## PROVIDED TEXT
[start]
If you're facing unprecedented meal kit orders, but your facility's output can't keep up, then it's time to identify and fix your problem areas. Here are some methods you can employ to get meal kits into customers' hands quickly and smoothly.

1. Review Your Data

You can’t fix what you don’t know is broken, so analyze your efficiency to determine what’s causing your production line to fall behind. You can start by looking at the six big losses benchmarks:

  • Unplanned Stops: Equipment failure, breakage, anything unforeseen that grinds your production line to a halt and must be fixed or repaired
  • Planned Stops: Cleaning, setup, adjustment, or maintenance to machines that require the production process to stop and accommodate
  • Small Stops: Usually misfeeds, jams, or misalignments that must be consistently corrected, forcing machines to sit idle
  • Slow Cycles: Speeds are slower than the manufacturer intended, usually because one or more of the machines is faulty or in need of repair, causing a bottleneck in the entire line
  • Production Rejects: Parts or products that are defective and can’t be sold to the public
  • Startup Rejects: Can be defective equipment parts or production material  

Using the proper efficiency time of each process divided by actual process times will give you your true efficiency. For example, if you have three pieces of equipment in a row that should each complete a job in 30 seconds, then 1 minute 30 seconds would be the overall completion time that should be achieved, giving 100% efficiency. If the true times for the machines are 30 seconds, 1 minute, and 45 seconds, the overall time would be 2 minutes 15 seconds for efficiency between 69% and 70%. 

Overall completion time at efficiency

2. Evaluate Your Processes

Perhaps some inefficiencies have crept in or are institutional, making them hard to see from an insider’s perspective. Here are some things to consider as you scrutinize your operation. You can even have experts in production line analysis come to your facility to identify problem areas for you. 

  • Ask Your Staff: Your employees have their hands on the machines every day. See what they have to say about the operation of your equipment and whether there’s any downtime or reduced speed anywhere. 

  • Optimize Flow: Sometimes when a new machine is brought in, it can be placed in the wrong section of the production line. A facility might even continue using an employee to manually load a machine when it could be fed automatically. Your machines might also be feeding each other incorrectly due to misalignment or poor setup.

  • Reduce Redundant Redundancy: You might have two machines doing a similar job when one machine would do the process twice as quickly. For example, you might need to label the bottom and top of your meal kit box, but rather than run the box through a top labeler and then a separate machine for the bottom labeler. You could use a single machine to apply both labels at once.

  • Consolidate Information: Your machines may have come from different manufacturers and have different instructions, but you should have an overall picture of how they feed each other. Create a single overarching process for your production line to help employees understand the big picture and not just their part of the process.
[end]
## RECORDED DATA
[start]
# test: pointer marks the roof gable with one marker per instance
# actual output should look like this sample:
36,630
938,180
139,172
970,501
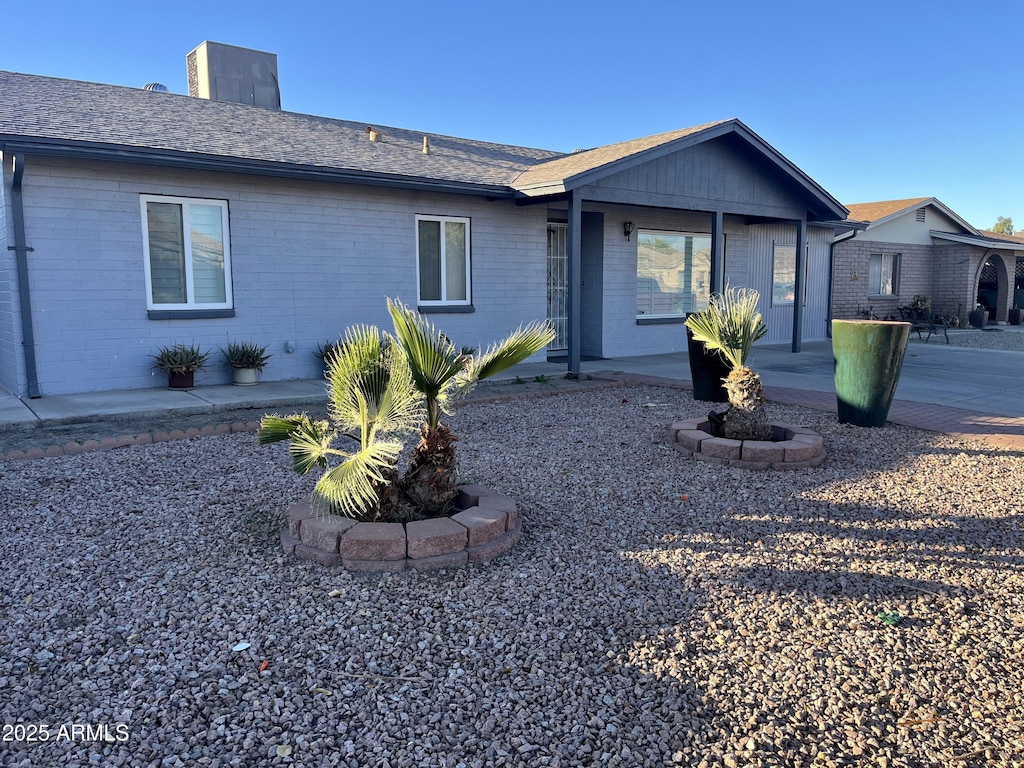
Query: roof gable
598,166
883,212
[end]
[start]
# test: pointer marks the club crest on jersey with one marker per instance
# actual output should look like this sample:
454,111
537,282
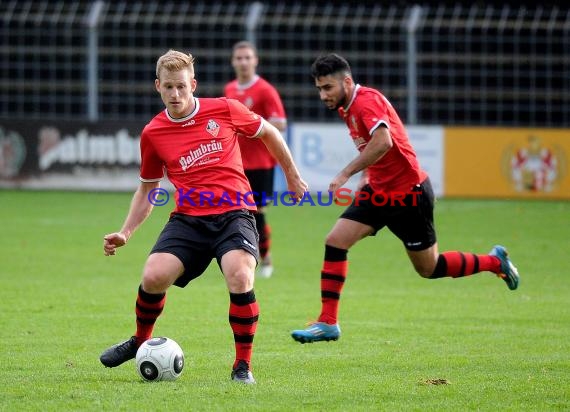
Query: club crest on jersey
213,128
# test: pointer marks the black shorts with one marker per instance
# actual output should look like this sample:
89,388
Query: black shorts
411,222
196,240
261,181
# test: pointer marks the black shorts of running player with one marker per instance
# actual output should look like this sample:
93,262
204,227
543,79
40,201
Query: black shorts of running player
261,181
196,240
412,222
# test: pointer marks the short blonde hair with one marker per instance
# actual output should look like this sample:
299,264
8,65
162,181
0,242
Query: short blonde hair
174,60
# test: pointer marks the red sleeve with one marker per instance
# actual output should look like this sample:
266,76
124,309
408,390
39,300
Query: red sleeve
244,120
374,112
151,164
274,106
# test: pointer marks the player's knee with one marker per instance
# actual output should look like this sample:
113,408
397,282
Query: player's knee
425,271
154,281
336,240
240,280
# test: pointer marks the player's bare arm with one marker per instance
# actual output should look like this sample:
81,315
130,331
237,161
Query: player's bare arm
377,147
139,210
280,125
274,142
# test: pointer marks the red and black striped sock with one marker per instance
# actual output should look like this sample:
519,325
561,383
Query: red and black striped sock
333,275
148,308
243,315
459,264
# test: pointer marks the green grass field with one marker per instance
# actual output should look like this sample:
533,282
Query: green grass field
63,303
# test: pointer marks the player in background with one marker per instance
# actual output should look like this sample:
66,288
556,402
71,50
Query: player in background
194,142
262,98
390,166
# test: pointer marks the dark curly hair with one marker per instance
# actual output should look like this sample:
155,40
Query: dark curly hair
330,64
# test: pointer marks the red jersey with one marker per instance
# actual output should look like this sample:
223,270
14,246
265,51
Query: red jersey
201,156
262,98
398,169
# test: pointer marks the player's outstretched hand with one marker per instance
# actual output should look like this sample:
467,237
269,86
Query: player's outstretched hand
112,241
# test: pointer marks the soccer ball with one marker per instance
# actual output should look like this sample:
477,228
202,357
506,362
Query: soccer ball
[end]
## DIRECTIVE 1
In the article on meal kit production, what usually causes small stops?
## DIRECTIVE 2
Extend the article on meal kit production past its final sentence.
The rows have no connection to the article on meal kit production.

## EXERCISE RESULT 1
Small stops are usually caused by misfeeds, jams, or misalignments that must be consistently corrected.

## EXERCISE RESULT 2
3. Identify and Remove Bottlenecks

When a product gets held up at one point in the line waiting for the next machine to catch up, something needs to change. You could have one of the following problems:

  • Employee Error: The machine might not be at fault; it could be the result of an employee who’s not using it properly. Check to see your employees are running the machines as intended.

  • Wrong Machines: You might have an unbelievably swift wrapping machine that can get vegetables in cellophane in the blink of an eye, only to start stacking up behind the leisurely machine that places those veggies in the box. Any machine that’s not pulling its weight needs to go or be investigated to see if its max potential is untapped. 

  • Unintended Consequences: Whenever you improve one process or replace a machine, you may be creating a problem further down the line once speed increases. Watch out for machines nearer to the end of the production line getting overloaded because issues at the beginning of the line are starting to get solved.

Identify and remove bottlenecks

4. Automate

Let’s say you have an employee doing all the labeling by hand. They might be the fastest human ever to apply a label, but they will never be as quick or consistent as a machine. You could increase output speed by as much as 300% by switching over to a labeling machine. That employee could then be in charge of running the machine, putting in the label spools, making sure it’s running at peak speed, performing preventive maintenance, and fixing minor problems. 

Machines also eliminate the inconsistency that happens when one task is performed by different people. One employee might work fast but sloppy, another neat but slow. Also, machines don’t call in sick. Having a spare machine or parts kit ensures your equipment can keep running without causing a slowdown in the line.

5. Train Employees

The word “automation” can make employees tremble because they see it as, “you’re about to be replaced.” Instead, your employees can see their work become far more satisfying and less tedious by moving the duties they do by hand over to machines. They are still responsible for their part of the process — it’s just that the tedious work is being done automatically. An automatic labeler needs to be operated by someone. 

Most manufacturers will offer education and training to make sure their equipment is used to their full potential. Whether you need to train your employees once a new piece of equipment is installed or train new employees hired to run machines that have been on the floor for years, you need to be able to have experts come work with them closely. 

6. Change Packaging Material

Streamline where you can. If you don’t need to be individually wrapping certain items, or you could consolidate down to one size of box for all meals, do it. Meal kits have often been accused of contributing to packaging waste, and in response, many meal kit makers are looking to reduce the amount of packaging they use. This has the side effects of speeding up packing, helping the environment, and reducing materials costs.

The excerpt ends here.